--- Exercise goal ---
Copy each of the following records line for line, without changing anything.

Pointing and labeling entries:
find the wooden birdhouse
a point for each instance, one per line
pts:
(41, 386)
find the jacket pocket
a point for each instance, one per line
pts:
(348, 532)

--- Response to this task ---
find the wooden birdhouse
a point for each instance, one per line
pts:
(41, 386)
find the jacket pocket
a point for each instance, one per line
pts:
(348, 532)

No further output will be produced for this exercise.